Records:
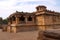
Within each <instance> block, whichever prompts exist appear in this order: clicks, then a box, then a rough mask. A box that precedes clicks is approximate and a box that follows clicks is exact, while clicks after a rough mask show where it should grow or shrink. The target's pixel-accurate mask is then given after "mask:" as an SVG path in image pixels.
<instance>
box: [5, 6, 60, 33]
mask: <svg viewBox="0 0 60 40" xmlns="http://www.w3.org/2000/svg"><path fill="white" fill-rule="evenodd" d="M57 28H60V13H59V12H54V11H50V10H47V7H46V6H42V5H39V6H37V7H36V12H32V13H28V12H18V11H16V12H15V13H13V14H11V15H10V16H9V17H8V26H7V27H6V31H7V32H14V33H16V32H19V31H33V30H43V31H44V30H47V29H57Z"/></svg>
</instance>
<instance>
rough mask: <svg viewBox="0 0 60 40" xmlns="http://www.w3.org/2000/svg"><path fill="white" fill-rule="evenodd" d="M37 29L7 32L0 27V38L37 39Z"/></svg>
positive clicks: (6, 38)
mask: <svg viewBox="0 0 60 40" xmlns="http://www.w3.org/2000/svg"><path fill="white" fill-rule="evenodd" d="M37 36H38V31H29V32H18V33H9V32H2V31H1V29H0V40H37Z"/></svg>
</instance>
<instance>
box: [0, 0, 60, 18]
mask: <svg viewBox="0 0 60 40" xmlns="http://www.w3.org/2000/svg"><path fill="white" fill-rule="evenodd" d="M38 5H45V6H47V9H49V10H52V11H57V12H60V0H0V17H2V18H7V17H8V16H9V15H10V14H12V13H14V12H15V11H16V10H17V11H20V12H21V11H23V12H34V11H36V9H35V7H36V6H38Z"/></svg>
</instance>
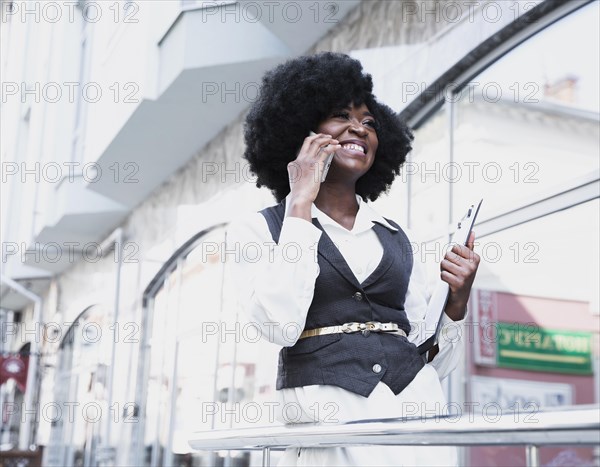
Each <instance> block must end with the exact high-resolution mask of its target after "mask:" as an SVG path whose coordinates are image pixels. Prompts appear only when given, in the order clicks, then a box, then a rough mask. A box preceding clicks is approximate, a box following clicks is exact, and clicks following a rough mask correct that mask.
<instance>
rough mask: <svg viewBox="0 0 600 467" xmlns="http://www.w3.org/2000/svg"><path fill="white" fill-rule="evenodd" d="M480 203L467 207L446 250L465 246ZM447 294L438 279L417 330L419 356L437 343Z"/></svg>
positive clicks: (425, 351) (441, 282)
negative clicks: (419, 335) (417, 331)
mask: <svg viewBox="0 0 600 467" xmlns="http://www.w3.org/2000/svg"><path fill="white" fill-rule="evenodd" d="M482 202H483V199H481V200H480V201H479V203H478V204H477V205H475V204H472V205H471V206H469V208H468V209H467V212H466V214H465V215H464V216H463V218H462V219H461V220H460V221H459V222H458V226H457V228H456V230H455V232H454V234H453V235H452V238H451V240H450V243H449V245H448V249H450V248H452V245H454V244H460V245H466V244H467V241H468V240H469V236H470V235H471V231H472V230H473V225H475V220H476V219H477V214H479V208H480V207H481V203H482ZM449 293H450V286H449V285H448V283H446V282H444V281H443V280H441V279H440V280H439V281H438V283H437V285H436V287H435V289H434V291H433V295H432V296H431V299H430V300H429V304H428V305H427V312H426V313H425V322H424V326H425V329H423V330H419V332H420V333H421V336H420V339H419V340H418V341H417V342H415V344H416V345H418V348H419V353H421V354H423V353H425V352H427V351H428V350H429V349H431V347H433V346H434V345H435V344H436V342H437V337H438V334H439V332H440V329H439V328H440V323H441V321H442V320H441V317H442V313H443V312H444V308H445V307H446V302H447V301H448V294H449Z"/></svg>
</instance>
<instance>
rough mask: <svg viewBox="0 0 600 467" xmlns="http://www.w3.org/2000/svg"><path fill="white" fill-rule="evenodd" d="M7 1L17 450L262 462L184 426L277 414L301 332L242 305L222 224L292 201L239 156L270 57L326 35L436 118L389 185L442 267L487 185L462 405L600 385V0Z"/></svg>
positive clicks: (419, 237)
mask: <svg viewBox="0 0 600 467" xmlns="http://www.w3.org/2000/svg"><path fill="white" fill-rule="evenodd" d="M1 5H2V23H1V26H2V31H1V37H0V41H1V47H2V49H1V53H2V57H1V61H2V119H1V120H2V122H1V125H2V128H1V133H2V145H1V148H0V151H1V154H2V201H1V203H2V205H1V213H2V226H1V229H2V230H1V232H2V265H1V267H2V277H3V281H2V289H1V299H2V303H1V304H0V308H1V315H0V318H1V320H2V321H1V325H2V342H1V343H0V345H1V347H0V350H1V351H2V358H3V360H2V368H3V373H2V375H3V376H2V377H3V379H2V385H1V386H0V397H1V402H2V432H1V434H0V448H1V449H3V450H6V451H7V452H10V451H20V452H22V451H25V450H27V449H29V448H30V447H32V448H34V449H37V450H38V452H39V450H40V448H41V447H43V457H44V465H57V466H58V465H60V466H65V465H69V466H70V465H135V466H139V465H152V466H158V465H190V466H191V465H216V464H219V465H220V464H223V465H248V464H249V463H254V462H257V460H256V459H255V458H254V457H253V455H251V454H250V453H235V454H234V453H226V452H215V453H200V452H193V451H192V450H191V448H190V447H189V445H188V444H187V441H188V440H189V439H190V437H191V433H193V432H194V431H204V430H212V429H217V428H227V427H233V426H236V427H239V426H256V425H258V424H269V423H272V422H273V420H272V414H273V412H272V410H271V408H272V405H271V402H272V401H273V400H274V391H275V387H274V386H275V372H276V362H277V351H278V349H277V348H276V347H274V346H272V345H271V344H268V343H266V342H263V341H260V340H258V339H257V336H256V334H255V333H254V332H253V330H252V328H251V326H248V325H247V324H248V323H246V322H245V321H244V317H243V316H241V315H240V314H239V313H238V310H237V309H236V306H235V303H234V300H233V295H234V294H233V290H234V288H235V284H234V283H233V282H232V280H231V279H230V276H229V274H228V268H227V265H228V262H229V261H232V260H235V254H245V253H246V252H243V251H239V252H233V254H232V252H228V251H226V250H224V248H223V245H225V244H226V238H227V228H228V225H229V223H230V222H231V221H232V220H234V219H236V218H237V217H238V216H241V215H243V214H245V213H247V212H251V211H256V210H259V209H261V208H262V207H265V206H268V205H271V204H273V198H272V196H271V194H270V193H269V192H268V191H266V190H264V189H262V190H259V189H257V188H256V187H255V185H254V180H253V178H252V176H251V174H250V173H249V171H248V168H247V166H246V165H245V163H244V161H243V159H242V157H241V155H242V153H243V137H242V134H243V133H242V131H243V127H242V125H243V119H244V116H245V113H246V111H247V109H248V106H249V105H250V103H251V102H252V101H253V100H254V99H255V98H256V93H257V91H258V83H260V79H261V76H262V74H263V73H264V72H265V71H266V70H268V69H270V68H272V67H273V66H274V65H276V64H278V63H281V62H282V61H285V60H286V59H288V58H290V57H295V56H298V55H301V54H305V53H313V52H317V51H325V50H329V51H336V52H344V53H348V54H350V55H351V56H353V57H355V58H358V59H359V60H361V62H362V63H363V65H364V67H365V69H366V71H368V72H369V73H371V74H372V75H373V79H374V82H375V94H376V95H377V97H378V98H379V99H380V100H381V101H383V102H385V103H387V104H388V105H390V106H391V107H392V108H393V109H394V110H396V111H398V112H400V114H401V115H402V116H403V117H404V118H405V119H406V120H407V121H408V122H409V124H410V125H411V126H412V127H413V128H414V130H415V144H414V150H413V152H412V153H411V155H410V157H409V160H408V161H407V163H406V165H405V166H404V168H403V171H402V173H401V175H400V176H399V177H398V179H397V181H396V182H395V183H394V186H393V187H392V189H391V190H390V192H389V193H388V194H387V196H385V197H382V198H381V199H379V200H377V201H376V202H374V203H373V204H374V205H375V206H376V208H377V209H378V210H379V211H380V212H381V213H382V214H383V215H385V216H388V217H391V218H393V219H395V220H396V221H398V222H399V223H401V224H402V225H405V226H407V227H409V228H410V229H411V230H412V231H414V232H415V233H416V234H417V237H418V239H419V241H418V242H417V243H416V244H415V248H419V249H420V253H421V254H422V255H423V257H425V258H426V259H427V261H428V264H429V265H431V271H430V272H431V278H432V282H433V281H434V280H435V277H436V268H437V264H438V263H439V260H440V258H441V254H442V250H443V247H444V246H445V245H446V244H447V242H448V239H449V235H450V234H451V232H452V230H453V227H454V225H455V222H456V221H457V220H458V219H459V218H460V217H461V215H462V214H463V211H464V210H465V208H466V207H467V206H468V205H469V204H470V203H471V202H472V201H474V200H479V199H480V198H483V199H484V204H483V207H482V211H481V217H480V221H479V222H478V226H477V227H476V229H475V230H476V233H477V239H478V240H477V241H478V244H477V246H476V248H477V249H478V251H479V253H480V255H481V257H482V265H481V266H480V270H479V273H478V277H477V280H476V282H475V285H474V288H475V289H474V291H473V295H472V298H471V301H470V311H469V320H470V322H471V326H469V327H468V329H471V330H472V333H471V334H470V335H468V336H463V338H465V339H468V341H467V342H468V345H467V349H468V351H467V356H466V358H465V361H464V363H463V364H462V365H461V366H460V368H458V369H457V370H456V371H455V372H454V373H453V374H452V375H451V376H449V377H448V378H446V380H444V388H445V391H446V395H447V398H448V400H449V402H450V403H452V407H453V410H454V411H461V410H464V411H465V413H466V412H467V411H475V412H477V411H479V412H478V413H481V411H483V413H485V414H490V416H492V415H493V412H490V411H494V410H496V411H498V410H500V411H503V410H516V411H521V412H522V413H530V412H533V413H535V411H536V410H541V409H543V408H544V407H556V406H568V405H572V404H591V403H598V399H597V397H598V396H597V394H598V388H599V383H598V381H599V380H598V378H599V377H598V375H599V368H598V355H599V349H598V325H599V307H600V305H599V297H598V294H599V292H598V283H599V282H600V280H599V279H600V278H599V277H598V269H599V266H598V257H599V252H598V243H599V242H598V239H599V215H598V212H599V209H598V207H599V206H598V198H599V196H600V195H599V179H600V177H599V159H600V158H599V155H600V154H599V150H600V147H599V143H598V141H599V136H600V134H599V133H600V131H599V122H600V111H599V94H598V89H600V86H599V84H600V83H599V76H598V68H599V66H598V57H599V56H600V53H598V52H599V51H598V43H599V42H600V41H599V40H598V39H599V38H598V30H597V24H596V23H597V18H598V2H594V1H572V2H554V1H551V0H545V1H509V2H497V1H487V0H486V1H480V2H456V1H437V0H436V1H433V0H431V1H429V0H428V1H400V0H398V1H385V0H381V1H378V0H376V1H358V0H356V1H343V2H328V1H315V2H288V1H285V2H248V1H241V2H235V1H225V2H207V1H189V0H188V1H169V2H167V1H160V2H154V1H152V2H150V1H137V2H136V1H120V0H119V1H114V2H93V1H81V0H80V1H74V2H33V1H20V2H19V1H6V0H2V2H1ZM519 326H522V327H523V328H522V329H521V328H520V327H519ZM527 326H529V327H527ZM520 329H521V331H519V330H520ZM523 333H525V334H526V337H527V336H529V337H530V338H524V337H523ZM542 344H543V345H542ZM4 368H8V369H9V370H10V369H11V368H12V370H11V371H12V373H11V372H9V371H8V370H7V371H4ZM332 410H334V407H333V408H332ZM528 411H529V412H528ZM332 415H333V413H332ZM292 418H293V415H292ZM461 456H462V461H463V462H462V463H465V464H469V465H501V464H502V462H505V461H506V459H507V458H510V459H512V460H511V464H513V465H520V464H522V463H523V459H524V453H523V452H522V450H519V449H518V448H506V449H503V448H502V449H501V448H494V449H492V448H490V449H487V448H486V449H485V450H484V449H482V448H478V449H464V450H463V451H462V452H461ZM507 456H509V457H507ZM542 459H543V461H544V462H545V463H551V462H555V463H556V462H559V461H564V460H565V459H566V460H567V461H572V462H571V463H576V464H586V463H587V464H589V465H597V462H598V458H597V453H596V452H594V451H593V450H591V449H570V448H569V447H565V448H564V449H563V448H561V449H542Z"/></svg>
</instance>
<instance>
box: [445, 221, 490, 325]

What is required: Transcribe, from the material above, the stretch starting at the line with "box: [0, 0, 60, 18]" and ending at the line with "1L17 450L262 462L184", both included, exactly. Do not carry over pictures.

Answer to this problem:
box: [0, 0, 60, 18]
mask: <svg viewBox="0 0 60 40" xmlns="http://www.w3.org/2000/svg"><path fill="white" fill-rule="evenodd" d="M38 5H45V6H47V9H49V10H52V11H57V12H60V0H0V17H2V18H7V17H8V16H9V15H10V14H12V13H14V12H15V11H16V10H17V11H20V12H21V11H23V12H34V11H36V9H35V7H36V6H38Z"/></svg>
</instance>
Each <instance> block must end with the exact high-resolution mask of its target after "mask:" as an SVG path whose coordinates are image pixels. Prompts appear only when given, in the order clicks, then a box, then a rough mask. A box preceding clicks is approximate, a box following clicks is exact, and clicks following a rough mask correct that mask.
<instance>
rough mask: <svg viewBox="0 0 600 467" xmlns="http://www.w3.org/2000/svg"><path fill="white" fill-rule="evenodd" d="M480 203L467 207L446 250L465 246ZM447 294L438 279L417 330L419 356L437 343Z"/></svg>
positive clicks: (425, 351) (441, 282)
negative clicks: (419, 335) (417, 331)
mask: <svg viewBox="0 0 600 467" xmlns="http://www.w3.org/2000/svg"><path fill="white" fill-rule="evenodd" d="M482 202H483V199H481V200H480V201H479V203H478V204H477V205H475V204H472V205H471V206H469V208H468V209H467V212H466V214H465V215H464V216H463V218H462V219H461V220H460V221H459V222H458V226H457V228H456V230H455V232H454V234H453V235H452V238H451V240H450V243H449V245H448V249H450V248H452V245H454V244H460V245H466V244H467V241H468V240H469V236H470V235H471V231H472V230H473V225H475V220H476V219H477V214H479V208H480V207H481V203H482ZM449 293H450V286H449V285H448V283H446V282H444V281H443V280H441V279H440V280H439V281H438V283H437V285H436V287H435V289H434V291H433V295H432V296H431V299H430V300H429V304H428V305H427V312H426V313H425V322H424V326H425V329H423V330H419V332H420V333H421V336H420V339H419V340H418V341H417V342H415V344H416V345H418V348H419V353H421V354H423V353H425V352H427V351H428V350H429V349H431V347H433V346H434V345H435V344H436V342H437V337H438V334H439V332H440V329H439V328H440V323H441V321H442V320H441V317H442V313H443V312H444V308H445V307H446V302H447V301H448V294H449Z"/></svg>
</instance>
<instance>
rough mask: <svg viewBox="0 0 600 467" xmlns="http://www.w3.org/2000/svg"><path fill="white" fill-rule="evenodd" d="M7 1L17 450L262 462L184 426L277 414L301 332L242 305L222 224L292 201L239 156L270 57L326 35L436 118L389 185L442 267L487 185L462 405L600 385V0Z"/></svg>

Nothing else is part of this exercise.